::: DATA SHOWN :::
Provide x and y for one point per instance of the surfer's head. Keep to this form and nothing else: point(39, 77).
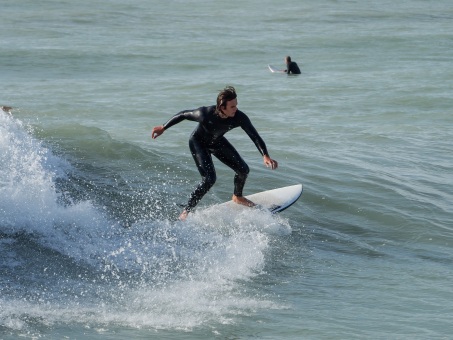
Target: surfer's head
point(227, 102)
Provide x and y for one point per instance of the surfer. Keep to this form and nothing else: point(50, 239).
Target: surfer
point(291, 66)
point(208, 139)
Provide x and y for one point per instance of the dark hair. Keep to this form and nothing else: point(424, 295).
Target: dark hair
point(227, 94)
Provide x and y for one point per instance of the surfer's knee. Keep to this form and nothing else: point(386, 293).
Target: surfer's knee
point(210, 180)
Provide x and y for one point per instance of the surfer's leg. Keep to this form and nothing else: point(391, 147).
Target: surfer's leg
point(229, 156)
point(203, 160)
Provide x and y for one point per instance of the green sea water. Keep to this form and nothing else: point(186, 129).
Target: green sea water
point(89, 243)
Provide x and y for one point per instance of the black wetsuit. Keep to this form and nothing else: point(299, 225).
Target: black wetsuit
point(207, 139)
point(293, 68)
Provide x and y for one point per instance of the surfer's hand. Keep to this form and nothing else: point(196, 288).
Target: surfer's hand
point(270, 163)
point(157, 131)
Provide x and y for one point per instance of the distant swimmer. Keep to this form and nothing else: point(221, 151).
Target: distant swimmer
point(208, 139)
point(7, 109)
point(291, 66)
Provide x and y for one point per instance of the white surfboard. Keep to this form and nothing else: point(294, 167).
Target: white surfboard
point(274, 70)
point(275, 200)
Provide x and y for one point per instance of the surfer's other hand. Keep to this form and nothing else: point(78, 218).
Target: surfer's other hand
point(270, 163)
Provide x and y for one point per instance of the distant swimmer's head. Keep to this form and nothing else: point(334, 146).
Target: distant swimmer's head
point(227, 102)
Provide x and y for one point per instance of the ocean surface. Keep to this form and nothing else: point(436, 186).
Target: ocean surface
point(90, 244)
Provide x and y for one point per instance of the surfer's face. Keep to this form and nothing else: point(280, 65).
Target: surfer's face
point(230, 108)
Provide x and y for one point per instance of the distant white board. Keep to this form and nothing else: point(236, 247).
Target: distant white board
point(275, 200)
point(274, 70)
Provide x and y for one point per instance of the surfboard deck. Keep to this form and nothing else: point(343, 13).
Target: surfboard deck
point(274, 70)
point(275, 200)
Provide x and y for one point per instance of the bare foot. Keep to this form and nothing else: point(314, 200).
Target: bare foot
point(183, 215)
point(242, 200)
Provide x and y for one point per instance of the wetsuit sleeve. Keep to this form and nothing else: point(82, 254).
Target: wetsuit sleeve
point(192, 115)
point(248, 127)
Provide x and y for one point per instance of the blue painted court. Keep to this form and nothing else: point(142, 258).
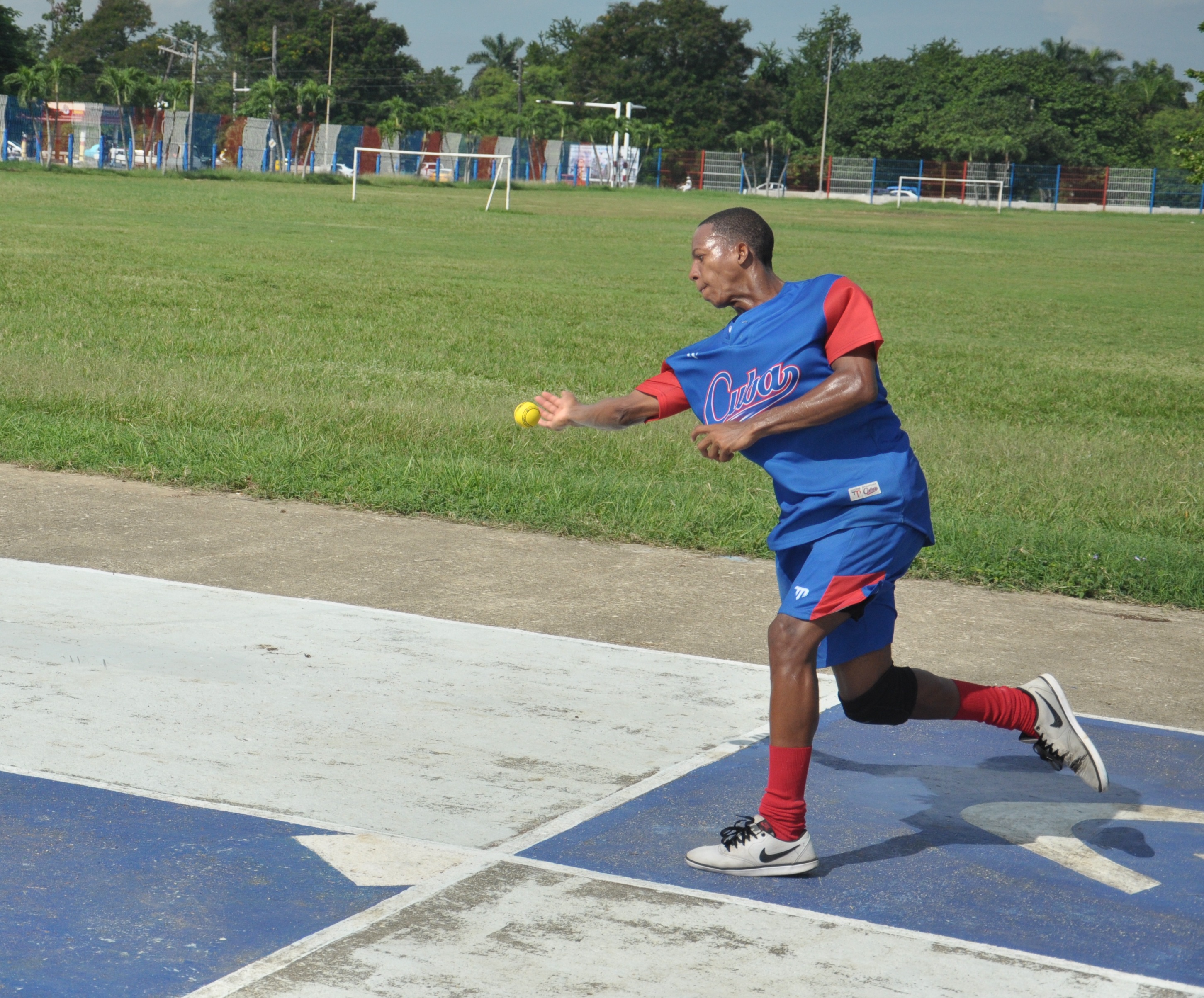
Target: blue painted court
point(107, 894)
point(885, 811)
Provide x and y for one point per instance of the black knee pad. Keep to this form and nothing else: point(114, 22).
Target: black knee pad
point(890, 701)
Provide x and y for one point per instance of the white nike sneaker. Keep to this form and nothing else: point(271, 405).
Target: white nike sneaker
point(749, 849)
point(1061, 741)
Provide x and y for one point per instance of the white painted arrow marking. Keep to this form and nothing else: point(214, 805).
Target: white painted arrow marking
point(382, 861)
point(1048, 830)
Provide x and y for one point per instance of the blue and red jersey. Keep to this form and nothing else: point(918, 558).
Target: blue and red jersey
point(854, 471)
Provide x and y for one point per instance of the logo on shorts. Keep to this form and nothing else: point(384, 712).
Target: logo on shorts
point(863, 492)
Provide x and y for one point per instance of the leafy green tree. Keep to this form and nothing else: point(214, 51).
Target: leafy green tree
point(117, 34)
point(1092, 66)
point(1151, 88)
point(311, 94)
point(806, 73)
point(682, 59)
point(64, 17)
point(122, 83)
point(498, 52)
point(18, 46)
point(553, 47)
point(28, 85)
point(268, 97)
point(370, 66)
point(57, 75)
point(1189, 147)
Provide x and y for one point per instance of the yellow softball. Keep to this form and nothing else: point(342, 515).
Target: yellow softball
point(527, 415)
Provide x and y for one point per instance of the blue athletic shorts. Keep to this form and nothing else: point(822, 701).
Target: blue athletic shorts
point(841, 571)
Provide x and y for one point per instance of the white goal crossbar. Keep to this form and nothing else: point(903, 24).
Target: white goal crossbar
point(503, 167)
point(963, 181)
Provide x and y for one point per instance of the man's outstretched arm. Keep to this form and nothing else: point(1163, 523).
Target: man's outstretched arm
point(559, 412)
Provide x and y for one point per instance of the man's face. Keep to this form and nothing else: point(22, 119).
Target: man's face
point(719, 269)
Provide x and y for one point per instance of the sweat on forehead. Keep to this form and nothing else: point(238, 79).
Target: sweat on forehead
point(736, 226)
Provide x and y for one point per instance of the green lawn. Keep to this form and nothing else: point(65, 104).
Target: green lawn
point(275, 338)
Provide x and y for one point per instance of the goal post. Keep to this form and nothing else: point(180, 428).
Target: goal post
point(501, 159)
point(965, 181)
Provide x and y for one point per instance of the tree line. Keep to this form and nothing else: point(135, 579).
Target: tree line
point(702, 83)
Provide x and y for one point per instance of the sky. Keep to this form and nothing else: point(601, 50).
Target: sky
point(445, 33)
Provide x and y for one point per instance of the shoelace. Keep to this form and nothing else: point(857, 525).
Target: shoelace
point(741, 832)
point(1046, 752)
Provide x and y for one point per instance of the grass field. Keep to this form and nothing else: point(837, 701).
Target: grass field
point(271, 336)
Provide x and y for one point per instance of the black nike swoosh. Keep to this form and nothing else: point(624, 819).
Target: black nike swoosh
point(766, 856)
point(1058, 718)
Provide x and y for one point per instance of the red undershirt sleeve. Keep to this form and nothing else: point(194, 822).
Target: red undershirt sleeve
point(850, 319)
point(666, 389)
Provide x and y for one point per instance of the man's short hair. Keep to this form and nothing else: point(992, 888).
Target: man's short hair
point(747, 227)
:::
▸ **WRITTEN TASK**
Images should not appear in the copy; retype the listing above exactly.

▸ **TASK RESULT**
Provide x and y for one point per instance of the surfer's head. Keep to this form and nothing else: point(39, 77).
Target: surfer's head
point(227, 102)
Provide x and y for one point per instance of the surfer. Keep to this form and nothing else: point(50, 239).
Target: surfer
point(291, 66)
point(208, 139)
Provide x and y for one point per instance of the dark hair. Keep to this form and nothing else: point(424, 295).
Target: dark hair
point(227, 94)
Provide x and y for one point per instance of the surfer's knee. Keep to this form and nothing else: point(386, 293).
Target: surfer's knee
point(210, 180)
Provide x and y for one point per instance of the surfer's leg. Keep to this form and nothing else: point(391, 147).
Target: surfer's leg
point(229, 156)
point(203, 160)
Provide x and y for one point per instance of the green sea water. Keep to this form and nothing else: point(186, 129).
Target: green sea water
point(89, 243)
Provide x and y for one point per instance of the black wetsuit. Keep to this form and nothing else: point(299, 225).
Target: black wetsuit
point(207, 139)
point(293, 68)
Provide x and y for one point per instance of the surfer's hand. Keep to this form and nothing else: point(196, 288).
Target: surfer's hand
point(270, 163)
point(157, 131)
Provide x and y for one point per instance of the distant swimmer. Keep to this form and nothing else: point(221, 151).
Target: distant swimmer
point(208, 139)
point(7, 109)
point(291, 66)
Provide x and y for one point per instance of the white surfboard. Keep to this form and nothing else: point(294, 167).
Target: white surfboard
point(274, 70)
point(275, 200)
Provide x and y for one point per instance of the surfer's other hand. Keep to this form and nothing else: point(78, 218).
Target: surfer's other hand
point(270, 163)
Provide x and y for one point per instance of the distant swimmer's head. Keep to this form and nothing else: point(334, 146).
Target: distant swimmer's head
point(227, 102)
Provide x and y for one point per instance of the ocean surface. Keep to this form and nothing else: point(436, 186).
Target: ocean surface
point(90, 244)
Provide x and y for one point per instance of the surfer's face. Keep to this form and nothing else: point(280, 65).
Target: surfer's face
point(230, 108)
Provide x and y for one point per instance of the distant white board. Keep to this form and nothing else: point(236, 247).
Target: distant white board
point(275, 200)
point(274, 70)
Provide x and y for one point per instance of the surfboard deck. Keep to this form and nothing else: point(343, 13).
Target: surfboard deck
point(274, 70)
point(275, 200)
Provide x and y for one point per instance of the bare foot. Keep to this form and nothing else: point(314, 200).
Target: bare foot
point(183, 215)
point(242, 200)
Provide x and y for one point per instance of the wetsuit sleeve. Keep to this form and nothing else: point(82, 254).
Target: wetsuit sleeve
point(192, 115)
point(248, 127)
Provide x and y for one point per instance of the blue painted court. Keep to this form and nothing else: point(142, 258).
Target: blue painted court
point(107, 894)
point(885, 811)
Provide x and y for one point per instance of the black knee pad. Keep to this form and nothing else: point(114, 22).
Target: black knee pad
point(890, 701)
Provide x and y for one point per instance of the white nike sneaker. Keep to this form and nothing else: point(271, 405).
Target: white nike sneaker
point(749, 849)
point(1061, 741)
Provide x and y for one point per instance of the white painted arrow marking. Keep to this form and nothing else: point(214, 805).
Target: white painted arrow marking
point(382, 861)
point(1048, 830)
Provide x and y for one point per instance of the blue and red jersey. Keep to this form and nothing else: point(918, 558).
Target: blue and red jersey
point(854, 471)
Provide x and y for one point per instance of the logo on shorts. Keep to this form and nothing else: point(384, 712).
Target: logo on shorts
point(863, 492)
Provide x and y for one point per instance of the leafy green tree. Keep to this form and nothing else: point(214, 51).
Target: leafy green tree
point(117, 34)
point(1092, 66)
point(1151, 88)
point(311, 94)
point(806, 73)
point(682, 59)
point(64, 17)
point(122, 83)
point(498, 52)
point(18, 46)
point(553, 47)
point(28, 85)
point(268, 97)
point(370, 66)
point(57, 75)
point(1189, 147)
Provide x and y for one point per instance of the yellow softball. Keep to this form and nothing else: point(342, 515).
Target: yellow softball
point(527, 415)
Provide x and y for one point per instance of the blue athletic shorts. Keep to this form and nothing else: point(822, 701).
Target: blue athletic shorts
point(841, 571)
Provide x and y for one point per instance of the white goal crossbar. Keep to this form and nothing else: point(903, 24).
Target: white goal crossbar
point(503, 167)
point(963, 181)
Provide x and y for one point per instance of the man's outstretched arm. Keep to this form and nothing else: point(1163, 523).
Target: man's outstretched arm
point(559, 412)
Provide x and y for one point per instance of the man's face. Keep to this form and nothing else: point(22, 119).
Target: man's face
point(719, 269)
Provide x and y for one point per instance of the sweat on forehead. Keep to this form and nothing else: point(238, 79).
Target: sweat on forehead
point(736, 226)
Provide x and y for one point per instance of the green lawn. Keep to this form and nothing else: point(65, 104).
Target: green lawn
point(275, 338)
Provide x and y for one point per instance of the goal post. Keep to this form and nothing else: point(180, 428).
Target: goal post
point(501, 159)
point(965, 181)
Provide x and y for one point per instance of the tree line. Keep to this form and nothing else: point(135, 579).
Target: tree line
point(702, 83)
Provide x and y for one point per instance of the sky. Keep to this form and nothing else: point(601, 50).
Target: sky
point(445, 33)
Provide x and y for one point per instance of the shoelace. Keep to this form and nothing else: point(857, 525).
Target: shoelace
point(741, 832)
point(1046, 752)
Provide x and y for one point per instance of the grass field. Keep to this form and nothing else: point(837, 701).
Target: grass field
point(271, 336)
Provide x and y for one point per instance of the black nike swoosh. Keep to this form and nothing else: point(624, 819).
Target: black nike swoosh
point(766, 856)
point(1058, 718)
Provide x and y for one point per instance of the red undershirt sleeve. Keep to this form and nothing else: point(194, 822).
Target: red undershirt sleeve
point(850, 319)
point(666, 389)
Provide x and y for one point per instance of the man's short hair. Keep to this form and nothing else: point(992, 888).
Target: man's short hair
point(747, 227)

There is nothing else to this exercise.